# ФРАГМЕНТ ТЕКСТА
ЗАМЕТКИ О СТИХАХ ЕСЕНИНА
И никакого анализа: только синтез.
…попытки встать на «сторону опыта» нередко предпринимаются в гуманитарном знании. В частности… практикуется метод так называемого включенного наблюдения.
Потом я понял, чего разнюнился…
Это не старческая сентиментальность, напоровшаяся на нечто, похожее на итог лично моей жизни. Это о творческой, если позволительно, жизни. Ибо судьба некой грандиозной схемы, так и не принятой научным сообществом, в моём случае перекликается с личной судьбой в итоге смертного человека – забвением перекликается.
В науке же так: не открыл один – откроет другой. Объективности ж касается. Или: открыл один, и все узнали, лишь кто-то не знал и «переоткрыл». Так какая разница, кто? Не важно, кто раньше. Важно что. — По большому счёту.

# ИСХОДНЫЕ ДАННЫЕ

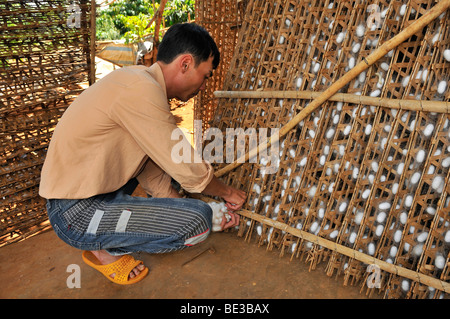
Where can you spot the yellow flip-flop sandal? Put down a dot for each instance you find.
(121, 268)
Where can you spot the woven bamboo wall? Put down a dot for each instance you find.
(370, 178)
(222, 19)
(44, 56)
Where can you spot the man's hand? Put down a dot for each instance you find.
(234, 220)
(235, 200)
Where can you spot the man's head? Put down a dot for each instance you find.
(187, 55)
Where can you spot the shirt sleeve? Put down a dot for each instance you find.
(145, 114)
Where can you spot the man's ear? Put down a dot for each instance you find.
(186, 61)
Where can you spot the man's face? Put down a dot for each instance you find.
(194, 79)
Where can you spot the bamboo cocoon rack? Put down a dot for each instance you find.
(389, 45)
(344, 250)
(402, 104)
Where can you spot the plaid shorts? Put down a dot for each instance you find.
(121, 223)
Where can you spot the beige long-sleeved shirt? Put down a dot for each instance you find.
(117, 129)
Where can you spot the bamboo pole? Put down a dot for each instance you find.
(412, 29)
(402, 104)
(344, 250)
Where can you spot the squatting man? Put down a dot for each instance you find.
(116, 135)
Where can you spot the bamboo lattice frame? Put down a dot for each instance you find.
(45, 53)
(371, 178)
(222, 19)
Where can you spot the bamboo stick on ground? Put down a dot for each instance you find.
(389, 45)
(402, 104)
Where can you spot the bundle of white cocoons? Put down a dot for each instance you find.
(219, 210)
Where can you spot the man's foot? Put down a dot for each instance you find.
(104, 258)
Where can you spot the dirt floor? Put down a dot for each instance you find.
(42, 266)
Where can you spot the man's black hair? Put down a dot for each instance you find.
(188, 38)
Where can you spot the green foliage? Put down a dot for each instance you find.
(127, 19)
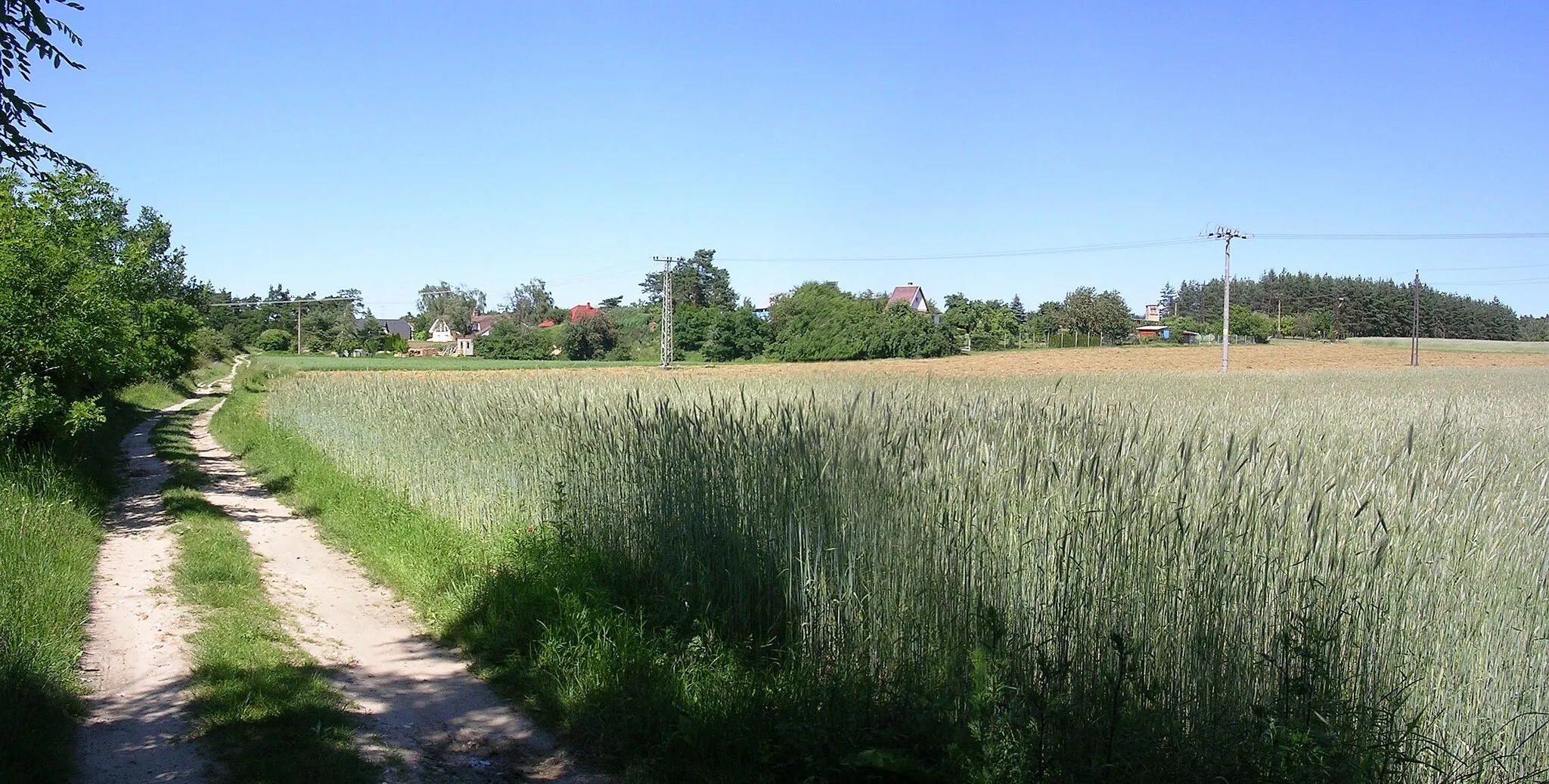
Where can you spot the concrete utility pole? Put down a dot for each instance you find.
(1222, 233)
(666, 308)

# ЗАДАНИЕ A
Ответьте по фрагменту текста:
(i) Какой метод, согласно фрагменту, практикуется в гуманитарном знании?
(ii) Каким сообществом так и не была принята грандиозная схема?
(iii) Чем судьба этой схемы перекликается с личной судьбой смертного человека?
# ЗАДАНИЕ B
Пожалуйста, перенесите записи начиная со строки, где есть «Where can you spot the woven», и заканчивая концом записей, включая обе границы. К каждому числу в координатах точек прибавьте 38, запросы оставьте, картинки в ответ не включайте.

# РЕШЕНИЕ A
(i) Метод так называемого включенного наблюдения.
(ii) Научным сообществом.
(iii) Забвением.

# РЕШЕНИЕ B
Where can you spot the woven bamboo wall? Put down a dot for each instance you find.
(408, 216)
(260, 57)
(82, 94)
Where can you spot the man's hand? Put down a dot for each instance you find.
(272, 258)
(273, 238)
Where can you spot the man's head? Put down a dot for each instance you find.
(225, 93)
Where can you spot the shirt sleeve? Put down a dot for each instance you find.
(183, 152)
Where can you spot the man's ear? Put down a dot for each instance you find.
(224, 99)
Where can you spot the man's face? Put down a dot for each instance you find.
(232, 117)
Where can you spot the bamboo cocoon rack? Put down a dot for each instance you find.
(427, 83)
(382, 288)
(440, 142)
Where can you spot the plaid shorts? Put down a dot for each instance you find.
(159, 261)
Where can you spot the beige long-sleeved shirt? Put down a dot for each instance you find.
(155, 167)
Where can you spot the bamboo pole? Put down a dot for each instance you find.
(450, 67)
(440, 142)
(382, 288)
Where can you spot the squatting man? Put down a dot for each instance you find.
(154, 173)
Where can you spot the bamboo lattice frame? Put down a dot for each instance you find.
(83, 91)
(409, 216)
(260, 57)
Where can you spot the bamboo stick on ground? Put down a dot for each instance you find.
(427, 83)
(440, 142)
Where can you spot the bundle of white cocoons? Put down a dot for each instance you find.
(257, 248)
Where can you spot the man's foot? Put down a dot for each instance you find.
(142, 296)
Where can you spot the dirt floor? Put down a dot for each instance you find.
(80, 304)
Where can you spot the man's black hair? Put down a dot for each instance you find.
(226, 76)
Where can you spot the green foliage? Put down a dot for each instance you find.
(165, 57)
Where can you spot the concrete utility pole? Put down a dot for each instance you find.
(1260, 271)
(704, 346)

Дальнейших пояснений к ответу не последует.